* _GIVEN DATA_:
##########

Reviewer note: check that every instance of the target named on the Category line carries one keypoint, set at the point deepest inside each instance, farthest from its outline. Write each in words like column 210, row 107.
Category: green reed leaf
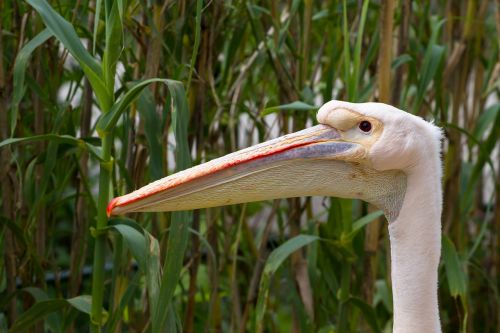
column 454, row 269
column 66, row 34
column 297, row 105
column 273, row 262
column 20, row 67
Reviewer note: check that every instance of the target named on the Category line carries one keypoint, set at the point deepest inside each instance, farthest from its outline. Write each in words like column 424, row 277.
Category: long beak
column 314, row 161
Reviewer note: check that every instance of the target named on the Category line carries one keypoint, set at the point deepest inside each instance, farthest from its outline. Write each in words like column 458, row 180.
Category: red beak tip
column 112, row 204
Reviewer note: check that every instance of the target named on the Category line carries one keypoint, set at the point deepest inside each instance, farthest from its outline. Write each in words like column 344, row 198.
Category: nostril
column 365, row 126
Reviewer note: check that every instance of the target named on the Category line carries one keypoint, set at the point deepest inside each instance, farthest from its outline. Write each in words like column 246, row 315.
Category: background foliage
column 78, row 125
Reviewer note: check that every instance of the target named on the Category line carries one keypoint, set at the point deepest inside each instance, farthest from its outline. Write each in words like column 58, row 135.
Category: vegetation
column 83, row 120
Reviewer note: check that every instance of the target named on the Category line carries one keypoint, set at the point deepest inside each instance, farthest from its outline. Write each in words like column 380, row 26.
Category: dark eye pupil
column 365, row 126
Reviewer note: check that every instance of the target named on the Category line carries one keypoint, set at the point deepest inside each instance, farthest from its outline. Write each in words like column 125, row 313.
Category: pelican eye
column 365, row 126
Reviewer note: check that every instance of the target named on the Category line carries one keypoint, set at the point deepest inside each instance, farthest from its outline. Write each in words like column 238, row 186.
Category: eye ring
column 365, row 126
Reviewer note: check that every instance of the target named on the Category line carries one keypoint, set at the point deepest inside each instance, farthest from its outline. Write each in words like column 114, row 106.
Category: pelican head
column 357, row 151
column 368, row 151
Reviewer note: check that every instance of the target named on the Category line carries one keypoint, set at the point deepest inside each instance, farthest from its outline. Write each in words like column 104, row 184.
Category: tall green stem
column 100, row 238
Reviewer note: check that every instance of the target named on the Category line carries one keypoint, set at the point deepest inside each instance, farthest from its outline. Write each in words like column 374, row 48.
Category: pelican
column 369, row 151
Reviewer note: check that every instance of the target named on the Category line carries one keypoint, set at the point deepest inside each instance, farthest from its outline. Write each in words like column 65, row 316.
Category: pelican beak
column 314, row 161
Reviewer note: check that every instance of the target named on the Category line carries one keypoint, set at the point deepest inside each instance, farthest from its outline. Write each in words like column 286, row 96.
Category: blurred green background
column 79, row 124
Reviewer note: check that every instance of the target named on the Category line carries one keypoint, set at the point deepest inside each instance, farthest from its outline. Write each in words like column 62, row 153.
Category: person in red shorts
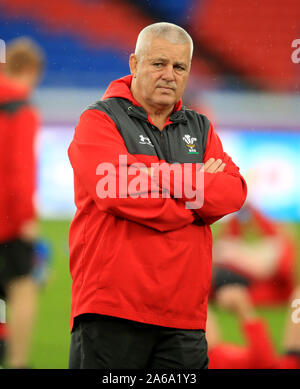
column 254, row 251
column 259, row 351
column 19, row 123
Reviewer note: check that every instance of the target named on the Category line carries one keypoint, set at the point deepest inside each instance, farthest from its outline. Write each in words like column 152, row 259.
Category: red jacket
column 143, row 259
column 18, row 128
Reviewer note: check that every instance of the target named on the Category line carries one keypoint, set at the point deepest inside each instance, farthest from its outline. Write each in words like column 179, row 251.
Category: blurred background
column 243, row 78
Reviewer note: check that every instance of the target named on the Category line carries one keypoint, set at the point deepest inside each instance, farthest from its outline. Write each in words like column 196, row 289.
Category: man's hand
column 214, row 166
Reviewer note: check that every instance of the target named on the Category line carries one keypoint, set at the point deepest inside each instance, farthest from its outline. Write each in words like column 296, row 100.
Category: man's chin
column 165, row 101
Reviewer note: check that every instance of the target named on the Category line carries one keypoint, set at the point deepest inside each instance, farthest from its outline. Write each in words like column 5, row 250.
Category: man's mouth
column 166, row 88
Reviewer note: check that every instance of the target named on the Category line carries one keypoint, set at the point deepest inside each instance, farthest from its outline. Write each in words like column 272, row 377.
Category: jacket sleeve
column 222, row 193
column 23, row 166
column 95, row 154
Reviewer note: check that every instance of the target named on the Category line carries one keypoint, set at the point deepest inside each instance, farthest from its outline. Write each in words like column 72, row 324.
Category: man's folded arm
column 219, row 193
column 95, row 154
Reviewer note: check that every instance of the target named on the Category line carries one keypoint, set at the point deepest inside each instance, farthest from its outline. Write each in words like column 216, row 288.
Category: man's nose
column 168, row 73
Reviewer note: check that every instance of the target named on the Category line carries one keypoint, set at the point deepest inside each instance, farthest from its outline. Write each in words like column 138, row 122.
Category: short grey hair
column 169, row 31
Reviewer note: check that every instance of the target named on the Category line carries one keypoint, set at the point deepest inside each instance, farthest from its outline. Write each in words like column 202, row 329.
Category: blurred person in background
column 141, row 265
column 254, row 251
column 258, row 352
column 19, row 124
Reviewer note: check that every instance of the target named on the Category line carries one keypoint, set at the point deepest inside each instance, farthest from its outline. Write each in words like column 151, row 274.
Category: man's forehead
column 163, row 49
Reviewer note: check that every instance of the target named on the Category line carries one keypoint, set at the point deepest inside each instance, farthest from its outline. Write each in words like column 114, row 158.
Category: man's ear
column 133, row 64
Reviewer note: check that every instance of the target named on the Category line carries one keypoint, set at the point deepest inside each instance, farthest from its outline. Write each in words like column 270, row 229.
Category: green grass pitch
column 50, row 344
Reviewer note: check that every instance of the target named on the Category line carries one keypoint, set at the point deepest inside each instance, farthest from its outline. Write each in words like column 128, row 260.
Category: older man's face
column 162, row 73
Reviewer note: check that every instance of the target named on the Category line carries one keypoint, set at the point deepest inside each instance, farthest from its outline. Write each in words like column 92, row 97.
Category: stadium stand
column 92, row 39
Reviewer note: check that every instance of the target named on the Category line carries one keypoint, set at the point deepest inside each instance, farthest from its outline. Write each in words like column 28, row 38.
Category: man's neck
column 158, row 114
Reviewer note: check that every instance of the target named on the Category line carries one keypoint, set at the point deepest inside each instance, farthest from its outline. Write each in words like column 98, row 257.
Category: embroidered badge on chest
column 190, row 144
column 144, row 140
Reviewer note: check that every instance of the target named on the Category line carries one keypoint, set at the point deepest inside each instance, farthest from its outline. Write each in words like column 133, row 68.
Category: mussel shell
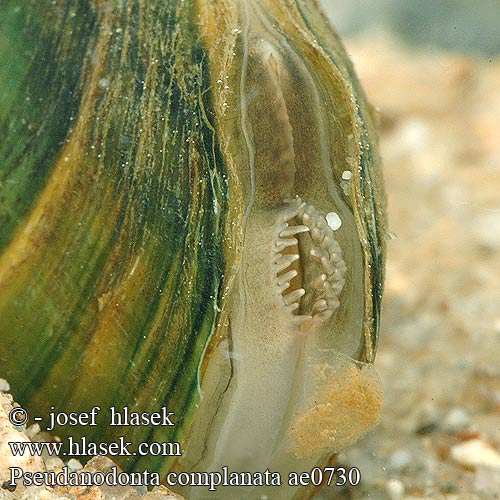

##########

Rewrite all the records with "keypoint" replaced by "marker" and nothing else changed. Leave the pictures out of your answer.

* _TASK SOLUTION_:
Reviewer note: check that every instance of the target named on the Category line carries one marker, set at the point deepest inside each instance, farthest from its outline. Write each in words like column 210, row 107.
Category: green reed leaf
column 454, row 269
column 66, row 34
column 297, row 105
column 273, row 262
column 20, row 67
Reviewer note: check that every instance of the target named on the Category line carries one marker, set at the point deepest inside each instance, farthest from its outline. Write each in words like column 424, row 277.
Category: long beak
column 314, row 161
Reviewer note: check that every instance of the target named on the Category line carries one marker, set at the point deepest inside each instance, farthest from its outline. Write each in words like column 458, row 180.
Category: red beak tip
column 112, row 204
Reviewer note: check that every instance of the target named on the Category line carries one marker, set at the point deepest inside each instance, farthest from its outline. Write each in words like column 344, row 198.
Category: nostril
column 365, row 126
Reviewer note: check that every instance of the target named on the Category line carries one marker, set at the point deepest inside each instance, farthest from its outline. Write each in words like column 246, row 315.
Category: background foliage
column 78, row 125
Reviewer note: check that every instance of the target named on the Category line carries one marker, set at the point deepest inside each instance, farthest from its outline. Write each in words like column 58, row 135.
Category: vegetation
column 83, row 120
Reviewer note: check that every instance of the target named on the Category line carries one marker, set at the point deepest inside each instance, farthest from its outline. Write each in words like column 380, row 26.
Category: dark eye pupil
column 365, row 126
Reviewer note: check that every instance of the target named on the Category line carries one marker, set at the point deepest inside each instance, farthest from its outline. Write each in words like column 125, row 313.
Category: pelican eye
column 365, row 126
Reviewer note: check that every instance of the target named on the Category line carries one marker, set at the point deepest inside each instance, farthest from its outline. Write each in words like column 238, row 186.
Category: eye ring
column 365, row 126
Reviewer note: check that every instance of the target named on the Category line carries one marker, set at the point deepest inside each instance, farthest from its outline. Write each in words like column 114, row 106.
Category: pelican head
column 357, row 151
column 368, row 151
Reviewer note: check that every instance of the target named on the Category line carries one marker, set at the point deepest inside each instance, farthest from its outline. Write each in words like column 104, row 184.
Category: tall green stem
column 100, row 238
Reviewer note: check that every instance of the target named on the Category line carries one marker, set at the point deepest inside each instance, farthest from its outline. Write each in words like column 374, row 48.
Category: pelican
column 369, row 151
Reviewer note: check that every instance of the target named on the Category line carries one marker, set at the point deepest inside each instance, farthest from its outline. Write each in words like column 65, row 316.
Category: pelican beak
column 314, row 161
Reviewer note: check that every instance of the target named on the Category line carries one marker, set at the point deepest inside each instance, farthest from its outline. Write each in words like column 286, row 96.
Category: blurred green background
column 79, row 124
Reviewer note: check that every instance of the target named on the Category line carries one marker, set at the point deepest inside each instance, farthest from its outline. Write each in words like column 62, row 153.
Category: person in red shorts
column 254, row 251
column 259, row 351
column 19, row 123
Reviewer note: check that every instance of the target named on the Category line carries one marker, set at the point deepest inside each instance, farthest from its outline. Write each in words like column 152, row 259.
Category: red jacket
column 143, row 259
column 18, row 128
Reviewer note: check that every instance of the target named on the Category line carries one marker, set at the point deepest inside each instance, farthest from its outline. Write each in words like column 179, row 251.
Category: blurred background
column 243, row 78
Reviewer note: check that every instance of the target named on the Category line carries one marker, set at the point deepest inside each instance, farthest from its outline. Write each in words like column 196, row 289.
Category: man's hand
column 214, row 166
Reviewer note: check that every instance of the target named on the Category line carries one marker, set at the point deepest inside each instance, farthest from its outline. Write each in words like column 296, row 100.
Category: man's chin
column 165, row 101
Reviewer note: check that every instance of the target named on the Category line carries one marker, set at the point deepest inside each instance, farthest from its outline. Write each in words like column 5, row 250.
Category: man's mouth
column 166, row 88
Reviewer note: check that every instance of the target named on the Category line carries one marker, set at the point deepest inside each instance, farthest from its outline. Write each in words like column 272, row 377.
Category: jacket sleeve
column 222, row 193
column 23, row 166
column 95, row 154
Reviewer note: check that every instance of the target named on the Category line carries one marker, set at the point deepest inside each instance, farthest from its outline. Write each in words like column 72, row 324.
Category: man's folded arm
column 219, row 193
column 95, row 154
Reviewer note: check that every instance of the target named on the Category line carries one marker, set at the point deepest inside each instance, farthest from its outline. Write each in words like column 216, row 288.
Category: man's nose
column 168, row 73
Reviewer note: check that every instance of the target named on the Category line carries one marker, set at the point deepest inside each instance, farthest from its outline. Write each in words like column 138, row 122.
Category: short grey hair
column 169, row 31
Reviewer note: check that every instance of the target named on the Category line carries one marker, set at the point deepest inside each instance, farthest from its outline. Write each in words like column 202, row 329.
Category: blurred person in background
column 141, row 265
column 254, row 251
column 258, row 352
column 19, row 124
Reviewer note: check that every instance of the target named on the Category line carries one marker, set at the point deepest inside each instance, farthest from its outline. Write each in words like column 151, row 274.
Category: man's forehead
column 163, row 49
Reviewer note: check that every instance of the target named on the Category line carries one marker, set at the point deepest inside each instance, farthest from its outline. Write each in words like column 114, row 158.
Category: man's ear
column 133, row 64
Reviewer note: check that every instance of the target named on the Category line carries one marker, set at the point deepest inside each instance, farthest from its outline. Write each in words like column 270, row 229.
Category: green grass pitch
column 50, row 344
Reviewer note: check that every instance of the target named on the Category line carries one marker, set at the point deepest inside each instance, farthest from its outline. Write each in words like column 128, row 260.
Category: older man's face
column 162, row 73
Reviewer note: check that every instance of the target named on the Category line carries one marker, set at the point deepest inside each instance, farthest from its outline. Write each in words like column 92, row 97.
Category: stadium stand
column 92, row 39
Reviewer note: check that every instance of the target named on the Category line carries one marker, set at the point deepest inside each instance, farthest from its outline. Write each in words like column 28, row 38.
Category: man's neck
column 158, row 114
Reviewer note: check that every instance of the target named on the Category line carries one marker, set at the point deepest inside each instance, farthest from its outline. Write each in words like column 98, row 257.
Category: embroidered badge on chest
column 190, row 144
column 144, row 140
Reviewer note: check that every instance of the target named on the Category line carries one marker, set at the point deepest inside each instance, farthest from its outline. Write each in words like column 133, row 68.
Category: mussel shell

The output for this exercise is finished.